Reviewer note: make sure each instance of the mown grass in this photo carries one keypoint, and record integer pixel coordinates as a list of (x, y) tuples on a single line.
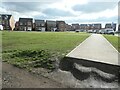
[(23, 49), (114, 40)]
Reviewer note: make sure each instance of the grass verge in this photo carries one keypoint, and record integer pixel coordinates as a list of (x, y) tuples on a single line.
[(38, 49)]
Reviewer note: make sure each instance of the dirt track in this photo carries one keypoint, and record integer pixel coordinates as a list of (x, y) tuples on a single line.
[(17, 78), (69, 74)]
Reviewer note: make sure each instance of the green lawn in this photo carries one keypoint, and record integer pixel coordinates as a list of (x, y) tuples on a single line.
[(114, 40), (35, 49)]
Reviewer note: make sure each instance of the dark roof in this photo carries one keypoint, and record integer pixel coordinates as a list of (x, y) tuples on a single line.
[(5, 16), (24, 19), (39, 21)]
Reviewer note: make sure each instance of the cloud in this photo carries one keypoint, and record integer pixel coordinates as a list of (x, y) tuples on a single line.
[(23, 7), (94, 7), (56, 12), (69, 10)]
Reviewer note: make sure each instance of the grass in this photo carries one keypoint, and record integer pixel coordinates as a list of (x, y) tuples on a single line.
[(114, 40), (38, 49)]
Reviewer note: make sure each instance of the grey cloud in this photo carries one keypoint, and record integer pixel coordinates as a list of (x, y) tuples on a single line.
[(56, 12), (94, 7), (23, 7), (101, 19)]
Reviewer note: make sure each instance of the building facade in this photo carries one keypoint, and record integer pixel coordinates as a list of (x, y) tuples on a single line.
[(97, 26), (84, 27), (39, 25), (111, 25), (68, 27), (25, 24), (75, 27), (51, 25), (7, 21), (61, 25)]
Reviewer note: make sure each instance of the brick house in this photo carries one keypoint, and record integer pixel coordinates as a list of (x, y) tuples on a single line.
[(39, 25), (17, 26), (110, 25), (84, 27), (61, 25), (68, 27), (51, 25), (25, 24), (75, 27), (7, 21)]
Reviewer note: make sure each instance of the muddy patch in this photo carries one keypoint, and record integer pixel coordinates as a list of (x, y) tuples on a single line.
[(76, 73)]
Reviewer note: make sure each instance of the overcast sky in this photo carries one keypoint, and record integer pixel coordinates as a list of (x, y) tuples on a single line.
[(72, 11)]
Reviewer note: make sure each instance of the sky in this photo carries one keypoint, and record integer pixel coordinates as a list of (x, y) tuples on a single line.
[(71, 11)]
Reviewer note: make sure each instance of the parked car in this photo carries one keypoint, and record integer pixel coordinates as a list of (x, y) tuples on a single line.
[(109, 31)]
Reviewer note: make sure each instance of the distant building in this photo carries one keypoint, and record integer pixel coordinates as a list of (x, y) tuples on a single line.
[(119, 27), (39, 25), (7, 21), (17, 26), (111, 25), (97, 26), (25, 24), (68, 27), (61, 25), (83, 26), (75, 27), (51, 25)]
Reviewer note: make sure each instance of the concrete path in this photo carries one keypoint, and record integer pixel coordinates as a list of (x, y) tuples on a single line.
[(96, 48)]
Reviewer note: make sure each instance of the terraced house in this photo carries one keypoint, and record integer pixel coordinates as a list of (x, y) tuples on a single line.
[(61, 25), (25, 24), (7, 21), (51, 25), (39, 25), (111, 25)]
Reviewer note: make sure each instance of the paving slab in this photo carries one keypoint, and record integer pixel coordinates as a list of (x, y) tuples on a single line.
[(96, 48)]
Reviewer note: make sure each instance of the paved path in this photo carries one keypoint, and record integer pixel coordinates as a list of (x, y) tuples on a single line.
[(96, 48)]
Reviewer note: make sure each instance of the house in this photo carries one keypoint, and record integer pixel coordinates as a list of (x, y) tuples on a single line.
[(84, 27), (17, 26), (7, 21), (51, 25), (61, 25), (97, 26), (111, 25), (39, 25), (75, 27), (68, 27), (25, 24)]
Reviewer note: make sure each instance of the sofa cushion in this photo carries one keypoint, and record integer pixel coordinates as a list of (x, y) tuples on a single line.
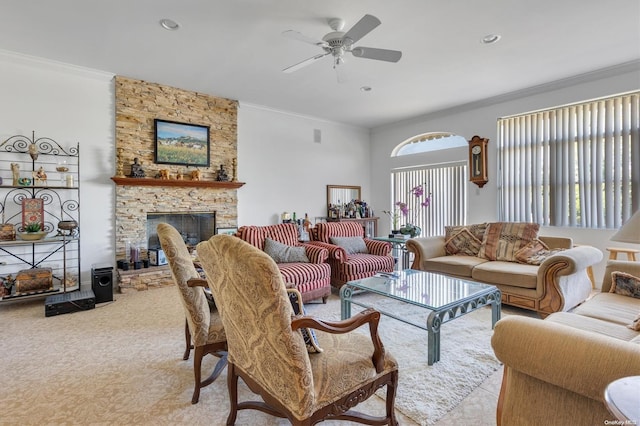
[(625, 284), (507, 273), (594, 325), (611, 307), (477, 230), (535, 253), (454, 265), (351, 245), (463, 242), (503, 239), (282, 253)]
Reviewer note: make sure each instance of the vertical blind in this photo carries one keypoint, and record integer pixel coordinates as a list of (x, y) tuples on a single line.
[(577, 165), (447, 186)]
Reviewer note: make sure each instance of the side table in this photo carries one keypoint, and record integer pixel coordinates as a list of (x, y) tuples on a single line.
[(631, 253), (622, 398)]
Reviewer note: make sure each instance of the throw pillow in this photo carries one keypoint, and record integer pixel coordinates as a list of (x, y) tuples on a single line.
[(282, 253), (310, 339), (503, 239), (351, 245), (463, 243), (477, 230), (625, 284)]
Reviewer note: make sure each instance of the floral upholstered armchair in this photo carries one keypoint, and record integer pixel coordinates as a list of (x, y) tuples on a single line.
[(303, 266), (351, 255), (267, 346)]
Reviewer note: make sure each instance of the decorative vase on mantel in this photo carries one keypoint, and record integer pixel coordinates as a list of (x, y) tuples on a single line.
[(411, 230)]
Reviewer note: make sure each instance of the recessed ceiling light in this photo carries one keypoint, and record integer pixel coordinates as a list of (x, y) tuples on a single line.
[(491, 38), (169, 24)]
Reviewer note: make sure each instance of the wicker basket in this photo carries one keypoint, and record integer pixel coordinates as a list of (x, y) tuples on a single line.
[(7, 232)]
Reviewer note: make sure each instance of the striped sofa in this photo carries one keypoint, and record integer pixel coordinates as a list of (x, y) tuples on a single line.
[(348, 267), (313, 279)]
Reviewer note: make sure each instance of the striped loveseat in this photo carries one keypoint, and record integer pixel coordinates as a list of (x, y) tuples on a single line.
[(347, 265), (312, 279)]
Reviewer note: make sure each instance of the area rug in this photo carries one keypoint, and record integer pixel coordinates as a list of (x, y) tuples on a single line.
[(121, 363), (426, 393)]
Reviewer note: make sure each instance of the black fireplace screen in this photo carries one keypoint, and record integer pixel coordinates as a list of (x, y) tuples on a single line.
[(193, 226)]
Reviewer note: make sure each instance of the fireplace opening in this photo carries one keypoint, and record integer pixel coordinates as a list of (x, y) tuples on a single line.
[(193, 226)]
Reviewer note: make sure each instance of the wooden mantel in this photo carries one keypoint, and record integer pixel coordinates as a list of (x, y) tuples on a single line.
[(175, 182)]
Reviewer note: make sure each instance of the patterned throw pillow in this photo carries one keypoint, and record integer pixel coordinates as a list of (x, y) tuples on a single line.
[(351, 245), (625, 284), (282, 253), (310, 339), (503, 239), (463, 243), (535, 253)]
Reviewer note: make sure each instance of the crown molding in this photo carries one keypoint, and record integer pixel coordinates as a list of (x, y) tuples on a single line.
[(54, 66)]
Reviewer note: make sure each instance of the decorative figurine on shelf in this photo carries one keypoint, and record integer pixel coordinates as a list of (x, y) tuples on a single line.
[(234, 169), (120, 167), (39, 176), (33, 151), (136, 169), (15, 171), (222, 174)]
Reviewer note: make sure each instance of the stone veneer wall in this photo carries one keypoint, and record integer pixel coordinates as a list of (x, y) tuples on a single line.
[(137, 104)]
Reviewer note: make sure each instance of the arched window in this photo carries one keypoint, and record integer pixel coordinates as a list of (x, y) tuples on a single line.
[(440, 176), (426, 142)]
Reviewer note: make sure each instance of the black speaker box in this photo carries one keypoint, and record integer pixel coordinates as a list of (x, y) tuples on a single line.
[(102, 284), (65, 303)]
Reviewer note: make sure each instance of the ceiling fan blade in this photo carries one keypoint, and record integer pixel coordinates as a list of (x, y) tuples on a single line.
[(378, 54), (304, 63), (361, 29), (295, 35)]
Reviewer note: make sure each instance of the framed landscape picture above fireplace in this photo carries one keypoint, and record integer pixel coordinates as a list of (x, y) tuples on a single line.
[(182, 144)]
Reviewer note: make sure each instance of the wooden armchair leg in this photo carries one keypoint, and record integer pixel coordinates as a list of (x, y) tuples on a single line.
[(232, 385), (187, 337)]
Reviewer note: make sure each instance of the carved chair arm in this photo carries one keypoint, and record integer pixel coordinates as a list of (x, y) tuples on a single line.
[(197, 282), (369, 316)]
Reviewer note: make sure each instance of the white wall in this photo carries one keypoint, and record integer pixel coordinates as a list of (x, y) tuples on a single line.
[(285, 170), (70, 105), (480, 119)]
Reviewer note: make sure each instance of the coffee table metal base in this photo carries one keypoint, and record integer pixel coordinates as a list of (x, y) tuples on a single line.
[(436, 317)]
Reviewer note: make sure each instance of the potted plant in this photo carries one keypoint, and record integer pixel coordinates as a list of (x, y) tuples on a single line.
[(32, 232)]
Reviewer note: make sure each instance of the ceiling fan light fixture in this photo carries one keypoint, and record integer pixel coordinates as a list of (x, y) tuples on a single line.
[(491, 38), (169, 24)]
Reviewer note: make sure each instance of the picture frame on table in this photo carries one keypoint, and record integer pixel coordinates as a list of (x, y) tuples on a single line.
[(226, 231), (183, 144)]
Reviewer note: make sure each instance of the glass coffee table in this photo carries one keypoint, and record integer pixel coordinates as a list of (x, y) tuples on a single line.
[(446, 298)]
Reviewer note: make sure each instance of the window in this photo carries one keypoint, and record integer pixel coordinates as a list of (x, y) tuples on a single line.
[(447, 186), (576, 165)]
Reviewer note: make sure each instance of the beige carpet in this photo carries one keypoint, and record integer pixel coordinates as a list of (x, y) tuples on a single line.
[(121, 363)]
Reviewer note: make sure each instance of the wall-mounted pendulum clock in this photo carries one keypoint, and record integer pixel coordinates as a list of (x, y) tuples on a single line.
[(478, 160)]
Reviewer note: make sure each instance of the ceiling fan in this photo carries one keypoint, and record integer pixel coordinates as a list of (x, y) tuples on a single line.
[(337, 43)]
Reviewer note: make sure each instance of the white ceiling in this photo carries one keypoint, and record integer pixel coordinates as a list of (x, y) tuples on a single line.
[(234, 48)]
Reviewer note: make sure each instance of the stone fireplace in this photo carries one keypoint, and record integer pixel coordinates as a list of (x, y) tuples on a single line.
[(138, 103), (193, 226)]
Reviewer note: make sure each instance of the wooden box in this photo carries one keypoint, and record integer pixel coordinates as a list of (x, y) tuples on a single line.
[(35, 279), (7, 232)]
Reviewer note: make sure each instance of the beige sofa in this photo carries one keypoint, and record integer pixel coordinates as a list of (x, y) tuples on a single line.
[(558, 284), (557, 369)]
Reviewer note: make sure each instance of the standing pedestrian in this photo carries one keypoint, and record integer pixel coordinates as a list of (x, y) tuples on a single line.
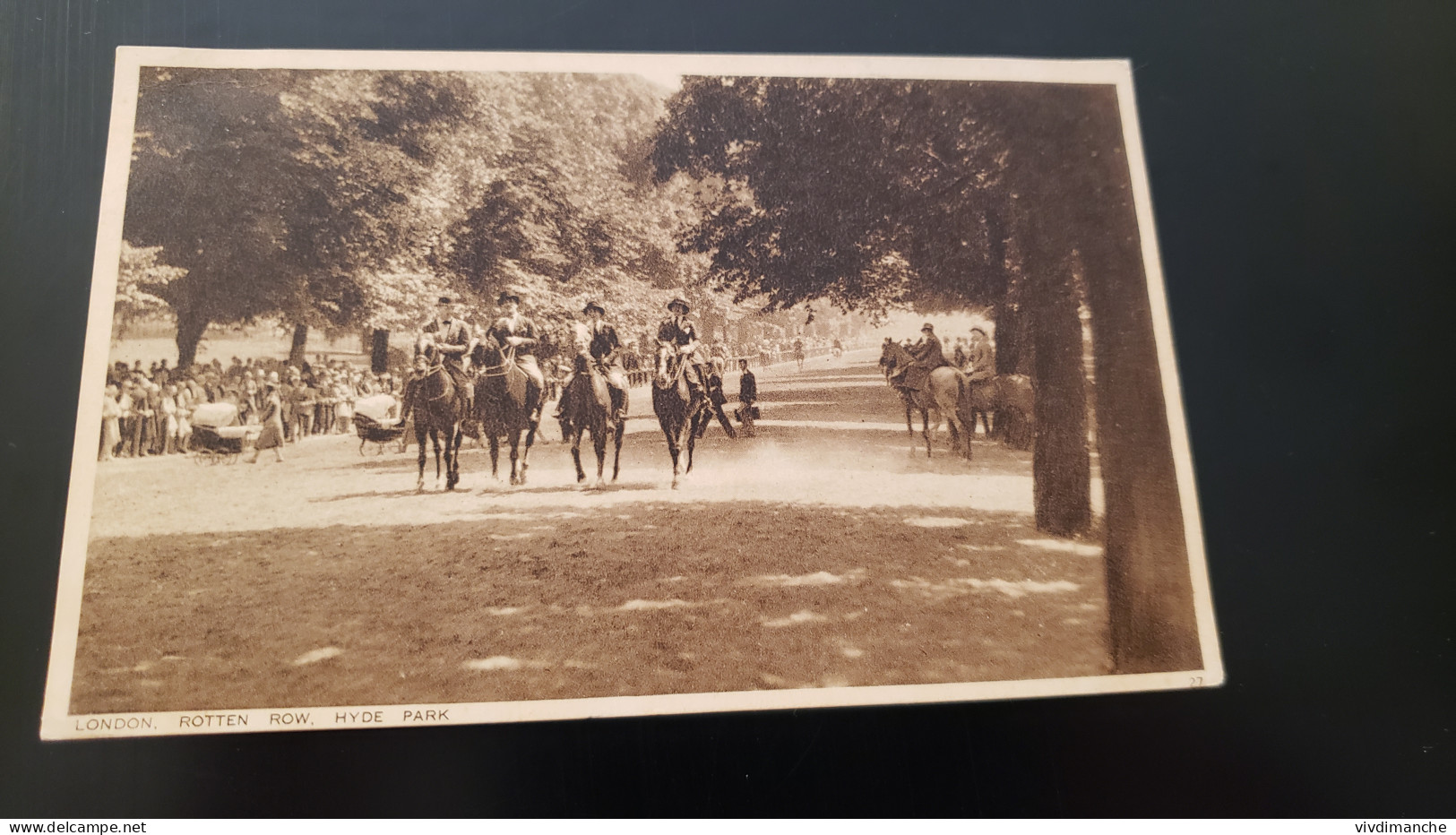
[(109, 424), (271, 419)]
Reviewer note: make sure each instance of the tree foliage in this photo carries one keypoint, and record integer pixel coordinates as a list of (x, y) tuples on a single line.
[(344, 198), (866, 193)]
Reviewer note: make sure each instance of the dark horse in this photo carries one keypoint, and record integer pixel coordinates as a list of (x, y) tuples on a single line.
[(505, 403), (589, 406), (437, 412), (682, 413), (939, 394)]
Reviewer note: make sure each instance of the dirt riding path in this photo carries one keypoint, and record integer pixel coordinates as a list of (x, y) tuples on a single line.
[(819, 553)]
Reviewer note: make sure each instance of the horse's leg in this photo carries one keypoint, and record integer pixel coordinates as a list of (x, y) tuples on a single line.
[(435, 441), (526, 448), (514, 436), (453, 478), (575, 452), (616, 459), (692, 441), (673, 448), (925, 429), (599, 443)]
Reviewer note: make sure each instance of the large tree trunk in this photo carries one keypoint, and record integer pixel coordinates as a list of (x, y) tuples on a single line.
[(1060, 464), (191, 326), (1148, 575), (300, 342)]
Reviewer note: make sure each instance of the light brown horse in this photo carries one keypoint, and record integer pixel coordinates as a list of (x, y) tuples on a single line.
[(938, 396)]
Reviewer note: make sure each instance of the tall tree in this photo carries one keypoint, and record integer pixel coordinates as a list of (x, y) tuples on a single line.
[(874, 194), (209, 185), (880, 194), (279, 193)]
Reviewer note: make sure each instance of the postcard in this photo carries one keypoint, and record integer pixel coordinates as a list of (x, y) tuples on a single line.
[(446, 387)]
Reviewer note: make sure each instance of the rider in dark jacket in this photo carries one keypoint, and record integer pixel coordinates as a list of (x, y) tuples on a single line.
[(679, 335), (606, 351)]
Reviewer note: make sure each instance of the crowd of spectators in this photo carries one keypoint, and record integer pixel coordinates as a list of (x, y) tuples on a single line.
[(147, 410)]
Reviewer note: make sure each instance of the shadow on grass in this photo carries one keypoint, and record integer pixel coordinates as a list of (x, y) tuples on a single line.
[(566, 603)]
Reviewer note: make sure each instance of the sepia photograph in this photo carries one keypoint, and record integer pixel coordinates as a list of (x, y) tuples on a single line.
[(428, 389)]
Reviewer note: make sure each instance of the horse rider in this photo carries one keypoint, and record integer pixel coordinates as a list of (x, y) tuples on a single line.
[(679, 335), (519, 332), (927, 357), (452, 340), (606, 351)]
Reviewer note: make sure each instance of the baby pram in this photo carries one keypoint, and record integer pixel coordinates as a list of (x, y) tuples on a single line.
[(375, 421), (219, 435)]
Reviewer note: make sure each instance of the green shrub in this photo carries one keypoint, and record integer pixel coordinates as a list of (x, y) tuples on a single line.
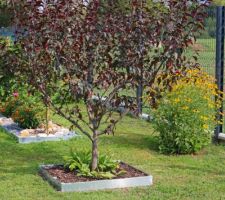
[(185, 117)]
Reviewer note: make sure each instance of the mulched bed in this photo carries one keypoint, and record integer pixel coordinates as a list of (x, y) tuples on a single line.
[(65, 176)]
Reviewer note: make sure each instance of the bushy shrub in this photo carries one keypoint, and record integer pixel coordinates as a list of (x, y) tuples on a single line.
[(185, 117)]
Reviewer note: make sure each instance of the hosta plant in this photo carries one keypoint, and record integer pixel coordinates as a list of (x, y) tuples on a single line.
[(80, 162)]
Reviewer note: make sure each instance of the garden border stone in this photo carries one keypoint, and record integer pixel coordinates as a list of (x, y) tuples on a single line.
[(94, 185), (13, 129)]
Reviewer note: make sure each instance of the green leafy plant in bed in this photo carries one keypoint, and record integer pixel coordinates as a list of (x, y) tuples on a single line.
[(80, 162), (185, 118)]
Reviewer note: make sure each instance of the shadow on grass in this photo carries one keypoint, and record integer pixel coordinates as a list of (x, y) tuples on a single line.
[(133, 141)]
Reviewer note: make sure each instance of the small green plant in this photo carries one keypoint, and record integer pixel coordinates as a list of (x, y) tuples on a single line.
[(27, 117), (80, 163), (185, 118)]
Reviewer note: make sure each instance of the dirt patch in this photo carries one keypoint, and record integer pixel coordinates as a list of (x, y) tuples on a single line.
[(66, 176)]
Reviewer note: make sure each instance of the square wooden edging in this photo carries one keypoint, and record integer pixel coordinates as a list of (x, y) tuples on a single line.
[(95, 185)]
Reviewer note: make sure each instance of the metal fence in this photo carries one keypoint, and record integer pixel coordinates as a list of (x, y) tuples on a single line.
[(210, 50)]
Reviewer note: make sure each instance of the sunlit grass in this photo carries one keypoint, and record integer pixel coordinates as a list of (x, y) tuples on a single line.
[(175, 177)]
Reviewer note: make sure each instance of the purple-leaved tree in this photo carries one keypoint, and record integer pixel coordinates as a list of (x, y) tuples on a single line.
[(79, 50)]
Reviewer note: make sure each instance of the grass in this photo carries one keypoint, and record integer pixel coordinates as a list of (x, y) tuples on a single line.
[(175, 177)]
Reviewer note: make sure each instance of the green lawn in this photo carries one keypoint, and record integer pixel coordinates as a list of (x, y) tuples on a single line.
[(175, 177)]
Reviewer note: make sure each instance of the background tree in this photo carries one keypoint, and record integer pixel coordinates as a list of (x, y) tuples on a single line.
[(66, 42)]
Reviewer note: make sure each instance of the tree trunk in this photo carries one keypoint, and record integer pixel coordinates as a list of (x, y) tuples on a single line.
[(94, 161), (47, 119), (139, 97)]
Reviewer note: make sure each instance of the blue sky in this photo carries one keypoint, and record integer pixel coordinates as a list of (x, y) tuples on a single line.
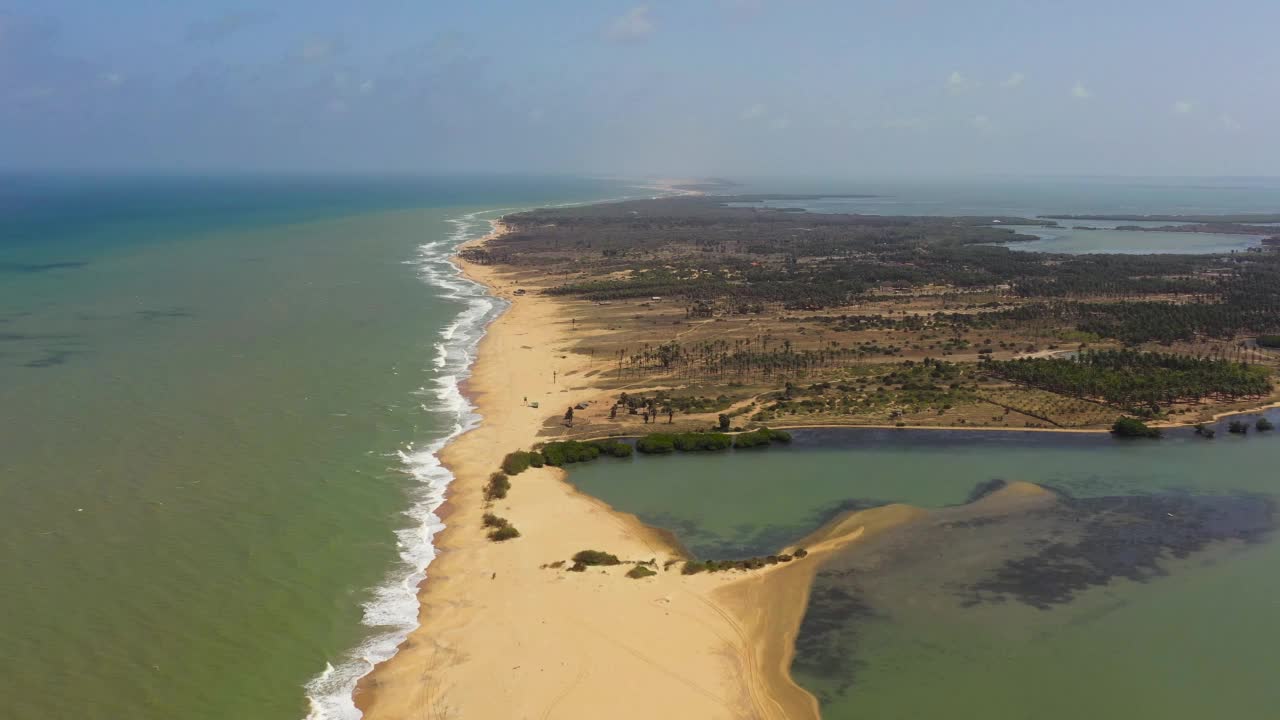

———

EXERCISE> Switch every "keypoint" to "marker" in the data, starting with the first line and going on through the line with "[(17, 78), (69, 74)]", leaving everything else unchanged. Leave the pictures out of your answer.

RESPONSE FOR THIS EXERCISE>
Reviewer note: make sure each instance of the mown grass in this photo carries one marker, and record integer pixel coordinates as a list of (x, y) tuples on a single line.
[(23, 49), (114, 40)]
Reviewer note: make sure each instance of the grass verge in this photo carries one marker, and record integer pixel coordinates as a list of (x, y) tuples on a single line.
[(38, 49)]
Reviewer note: make sure each instance of the dirt track in this photo carries one marker, and record integer pixel coordinates as a list of (x, y) tuples on a single line.
[(17, 78), (69, 74)]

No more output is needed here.